_Text segment_.
###

We reject Defendants’ argument that both federal and state courts have
been divested of jurisdiction and the case now exists in a strange procedural
twilight zone.17 Consistent with section 1447(c) and its
aim to smooth state-federal interactions, we hold that hand-delivery of the
remand order in this case successfully effected the transfer of jurisdiction
from federal to state court. It is beyond dispute that the federal district
court expressed its unmistakable intention to divest itself of jurisdiction and
return jurisdiction to the state court, by (1) signing and entering an order of
remand, (2) creating a certified copy of the remand order, and (3) providing
that certified copy to counsel for expedited delivery to the state court, all of
which occurred before the state court took any action in the case.
We also reject Defendants’ argument that allowing hand-delivery of the
remand order to effect jurisdictional transfer in this
case would destroy transparency and uniformity in the remand procedures. To the
contrary, Texas Rule of Civil Procedure 237a expressly provides for the
plaintiff to file a certified copy of the remand order with the state
court clerk.18 Efforts to quickly recommence
proceedings in the state court following an unsuccessful and apparently
frivolous removal actually further the policy of avoiding excessive delay in
resolving disputes.19
Defendants here resumed litigation in the probate court with full
knowledge of the remand. Further, it is undisputed that the probate court took
no action until after the remand order had been hand-delivered there. In light
of these circumstances, Plaintiffs’ hand-delivery of the remand order was
sufficient to revest jurisdiction in the probate
court.20
Plaintiffs argue in their cross-petition for review that the motion to
recuse Judge Herman was a tertiary recusal motion, and
therefore the court of appeals erred in holding that Judge Herman’s sanctions
order and Judge Wood’s final judgment were void. We
agree with Plaintiffs.
The court of appeals held that under the general “recuse or refer” rule in Government Code section
25.00255(f), a judge against whom a recusal motion has been filed “has only two
options: grant the motion to recuse or refer the
motion to another judge for a ruling.”21 Thus, the court concluded, “Judge Herman
erred when he ruled on his own motion to recuse”
rather than referring the motion to the Chief Justice of the Supreme Court
pursuant to Government Code section 74.057(a) and Texas Rule of Civil Procedure
18a(g).22 “Because Judge Herman did not have the
power to rule on his own recusal motion,” the court reasoned, “all subsequent
orders he entered are void.”23
Plaintiffs argue that Judge Herman’s sanctions order and Judge Wood’s
final judgment are not void for two reasons. First, the motion to recuse Judge Herman was the third recusal motion filed in
the case and thus a tertiary recusal motion under Civil Practice and Remedies
Code section 30.016, allowing Judge Herman to continue presiding over the case.
Second, Plaintiffs contend that the exception for procedurally defective motions
applies to the motion to recuse Judge Herman.

###

_Problems to solve_.
1. Retype the court opinion from "We reject Defendants’" up to and including "in the case.".
2. According to the court opinion, which Government Code section contains the general "recuse or refer" rule that the court of appeals applied?
3. Proceed with the court opinion on remand and recusal from where it stops.

Location annotation dataset excerpts:
###

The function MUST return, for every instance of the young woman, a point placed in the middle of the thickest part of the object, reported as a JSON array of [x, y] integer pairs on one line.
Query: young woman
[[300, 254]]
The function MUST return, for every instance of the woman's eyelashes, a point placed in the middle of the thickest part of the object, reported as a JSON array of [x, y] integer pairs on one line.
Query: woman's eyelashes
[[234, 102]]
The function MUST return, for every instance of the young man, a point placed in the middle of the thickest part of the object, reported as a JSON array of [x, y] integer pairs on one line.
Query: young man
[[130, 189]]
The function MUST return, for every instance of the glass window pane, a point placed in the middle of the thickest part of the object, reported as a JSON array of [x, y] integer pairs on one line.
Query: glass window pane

###

_Final answers_.
1.
We reject Defendants’ argument that both federal and state courts have
been divested of jurisdiction and the case now exists in a strange procedural
twilight zone.17 Consistent with section 1447(c) and its
aim to smooth state-federal interactions, we hold that hand-delivery of the
remand order in this case successfully effected the transfer of jurisdiction
from federal to state court. It is beyond dispute that the federal district
court expressed its unmistakable intention to divest itself of jurisdiction and
return jurisdiction to the state court, by (1) signing and entering an order of
remand, (2) creating a certified copy of the remand order, and (3) providing
that certified copy to counsel for expedited delivery to the state court, all of
which occurred before the state court took any action in the case.

2. Government Code section 25.00255(f).

3.
We first consider whether the motion to recuse
Judge Herman was a tertiary recusal motion. Section 30.016 allows “a judge who
declines recusal after a tertiary recusal motion is filed” to “preside over the
case,” “sign orders in the case,” and “move the case to final disposition as
though a tertiary recusal motion had not been filed.”24 Former section 30.016(a), applicable to
this case, defined a “tertiary recusal motion” as “a third or subsequent motion
for recusal or disqualification filed against a district court, statutory
probate court, or statutory county court judge by the same party in a
case.”25 The court of appeals followed its
previous decision in In re Whatley,26 where the court interpreted section
30.016 as applying only to “a third recusal motion . . . filed by the same party
against the same judge.”27 We disagree
with that reading and hold that section 30.016 applies to a third recusal motion
filed by the same party against any judge.
When construing statutes, courts must look first to the plain and common
meaning of the words chosen.28 If the
statutory language is unambiguous, the judge’s inquiry is at an end.29
The earlier version of section 30.106(a) provided:
In this
section, “tertiary recusal motion” means a third or subsequent motion for
recusal or disqualification filed against a district court, statutory probate
court, or statutory county court judge by the same party in a case.30
Effective
September 1, 2007, the Legislature removed statutory probate judges from section
30.016(a), so the current statute only applies to district or statutory county
court judges. Simultaneously, the Legislature added section 25.00256(a):
In this
section, “tertiary recusal motion” means a third or subsequent motion for
recusal or disqualification filed in a case against any statutory probate court
judge by the same party. The term includes any third or subsequent motion filed
in the case by the same party, regardless of whether that motion is filed
against a different judge than the judge or judges against whom the previous
motions for recusal or disqualification were filed.31
The prior version of section 30.016(a) applies to this case. Defendants
argue that, in keeping with the canon of construction that the Legislature is
presumed not to have done a useless act, the Legislature’s 2007 amendments
demonstrate that lawmakers believed they were changing the law regarding
statutory probate courts. In order to change the law, “tertiary recusal motion”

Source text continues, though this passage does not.